REQUIREMENTS: Copy the data from its beginning through the line containing "438 463 L 431", inclusive, including the requests, and shift every vertex coordinate in the answer outlines up by 81. Leave the numbers in the requests and their format samples unchanged.

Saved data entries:
— Start —

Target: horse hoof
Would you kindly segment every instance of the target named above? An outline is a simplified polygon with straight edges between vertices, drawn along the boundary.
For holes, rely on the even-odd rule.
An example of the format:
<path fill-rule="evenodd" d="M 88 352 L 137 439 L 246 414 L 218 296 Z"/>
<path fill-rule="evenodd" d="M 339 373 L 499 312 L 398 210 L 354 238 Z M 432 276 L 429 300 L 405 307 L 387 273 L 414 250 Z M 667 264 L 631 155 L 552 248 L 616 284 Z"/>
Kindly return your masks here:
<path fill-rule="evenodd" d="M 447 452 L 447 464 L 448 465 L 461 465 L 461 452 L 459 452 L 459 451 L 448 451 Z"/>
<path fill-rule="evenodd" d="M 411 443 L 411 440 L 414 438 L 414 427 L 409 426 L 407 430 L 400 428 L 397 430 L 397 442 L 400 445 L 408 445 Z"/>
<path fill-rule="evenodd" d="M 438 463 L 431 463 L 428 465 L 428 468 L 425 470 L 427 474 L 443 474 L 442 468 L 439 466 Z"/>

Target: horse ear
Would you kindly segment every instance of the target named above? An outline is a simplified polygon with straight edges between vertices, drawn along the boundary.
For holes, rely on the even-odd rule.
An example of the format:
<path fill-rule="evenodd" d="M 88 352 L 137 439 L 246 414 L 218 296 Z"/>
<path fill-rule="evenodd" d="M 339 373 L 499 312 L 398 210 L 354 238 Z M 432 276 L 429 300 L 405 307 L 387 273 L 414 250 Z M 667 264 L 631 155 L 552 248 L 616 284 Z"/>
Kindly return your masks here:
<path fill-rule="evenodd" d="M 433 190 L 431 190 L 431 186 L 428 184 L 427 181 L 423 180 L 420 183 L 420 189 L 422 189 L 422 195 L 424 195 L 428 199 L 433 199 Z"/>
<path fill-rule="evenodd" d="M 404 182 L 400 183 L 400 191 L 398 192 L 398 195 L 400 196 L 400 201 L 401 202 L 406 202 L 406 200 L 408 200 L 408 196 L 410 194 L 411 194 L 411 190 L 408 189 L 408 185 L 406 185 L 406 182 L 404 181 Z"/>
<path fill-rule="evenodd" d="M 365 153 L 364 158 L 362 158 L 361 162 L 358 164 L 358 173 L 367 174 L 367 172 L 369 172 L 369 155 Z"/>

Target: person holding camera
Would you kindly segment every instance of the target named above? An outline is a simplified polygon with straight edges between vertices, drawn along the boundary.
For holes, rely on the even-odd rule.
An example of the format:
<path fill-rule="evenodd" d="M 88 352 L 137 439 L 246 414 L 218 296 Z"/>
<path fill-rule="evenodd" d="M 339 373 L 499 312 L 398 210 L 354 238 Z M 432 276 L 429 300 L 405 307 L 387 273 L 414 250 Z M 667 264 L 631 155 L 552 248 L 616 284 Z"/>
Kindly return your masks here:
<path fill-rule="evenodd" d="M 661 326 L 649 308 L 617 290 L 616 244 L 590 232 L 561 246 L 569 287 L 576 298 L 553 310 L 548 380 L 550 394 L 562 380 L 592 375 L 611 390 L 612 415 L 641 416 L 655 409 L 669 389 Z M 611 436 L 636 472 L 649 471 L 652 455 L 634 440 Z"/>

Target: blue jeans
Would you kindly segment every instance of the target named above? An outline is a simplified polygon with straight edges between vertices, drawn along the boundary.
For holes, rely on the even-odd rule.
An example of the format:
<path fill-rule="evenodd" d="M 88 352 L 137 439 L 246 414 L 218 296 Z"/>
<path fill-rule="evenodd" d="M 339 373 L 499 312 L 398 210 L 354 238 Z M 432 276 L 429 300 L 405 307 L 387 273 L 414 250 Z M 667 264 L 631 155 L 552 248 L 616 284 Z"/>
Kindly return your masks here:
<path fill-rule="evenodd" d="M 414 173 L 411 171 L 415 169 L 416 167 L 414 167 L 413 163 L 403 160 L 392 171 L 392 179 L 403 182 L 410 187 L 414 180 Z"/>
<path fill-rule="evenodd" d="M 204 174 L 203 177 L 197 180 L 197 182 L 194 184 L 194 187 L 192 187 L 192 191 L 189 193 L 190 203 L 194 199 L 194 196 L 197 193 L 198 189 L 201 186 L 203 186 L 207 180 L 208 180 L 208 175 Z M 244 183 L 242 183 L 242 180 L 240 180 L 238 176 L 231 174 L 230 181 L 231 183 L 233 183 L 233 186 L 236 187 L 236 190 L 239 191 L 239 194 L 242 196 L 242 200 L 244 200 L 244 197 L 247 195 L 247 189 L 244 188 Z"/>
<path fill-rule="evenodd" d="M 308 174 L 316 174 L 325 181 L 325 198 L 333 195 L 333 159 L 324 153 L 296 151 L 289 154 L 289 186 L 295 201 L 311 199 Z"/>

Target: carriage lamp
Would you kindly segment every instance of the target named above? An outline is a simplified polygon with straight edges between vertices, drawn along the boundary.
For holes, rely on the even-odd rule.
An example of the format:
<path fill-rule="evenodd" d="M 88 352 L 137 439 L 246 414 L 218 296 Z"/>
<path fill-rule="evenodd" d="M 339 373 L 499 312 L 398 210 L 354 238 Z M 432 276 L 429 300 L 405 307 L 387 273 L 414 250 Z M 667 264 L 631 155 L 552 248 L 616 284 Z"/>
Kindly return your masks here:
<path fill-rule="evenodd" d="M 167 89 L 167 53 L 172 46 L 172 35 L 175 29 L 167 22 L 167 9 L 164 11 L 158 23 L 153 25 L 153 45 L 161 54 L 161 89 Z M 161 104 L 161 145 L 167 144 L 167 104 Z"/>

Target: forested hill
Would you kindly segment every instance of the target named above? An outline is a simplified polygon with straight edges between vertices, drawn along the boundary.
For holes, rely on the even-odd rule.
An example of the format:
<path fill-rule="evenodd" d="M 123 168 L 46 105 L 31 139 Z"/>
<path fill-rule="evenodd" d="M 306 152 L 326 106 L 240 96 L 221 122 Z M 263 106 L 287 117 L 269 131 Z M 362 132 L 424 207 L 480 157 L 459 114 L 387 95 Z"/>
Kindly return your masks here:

— End —

RESPONSE TO THIS EXERCISE:
Target: horse hoof
Would you kindly segment every instance of the target named above? An outline is a simplified polygon with straight edges between vertices, drawn along the boundary.
For holes, rely on the even-odd rule.
An example of the format:
<path fill-rule="evenodd" d="M 88 352 L 137 439 L 246 414 L 218 296 Z"/>
<path fill-rule="evenodd" d="M 339 373 L 499 312 L 398 210 L 354 238 Z M 432 276 L 429 300 L 405 307 L 387 273 L 414 250 Z M 667 264 L 631 155 L 552 248 L 616 284 Z"/>
Kindly return your masks here:
<path fill-rule="evenodd" d="M 528 533 L 528 545 L 529 546 L 542 546 L 542 533 L 540 533 L 540 532 L 529 532 Z"/>
<path fill-rule="evenodd" d="M 492 524 L 492 521 L 495 519 L 495 508 L 490 507 L 488 511 L 481 509 L 478 511 L 478 523 L 481 526 L 489 526 Z"/>
<path fill-rule="evenodd" d="M 519 544 L 512 544 L 509 546 L 509 549 L 506 551 L 508 555 L 524 555 L 523 549 L 520 547 Z"/>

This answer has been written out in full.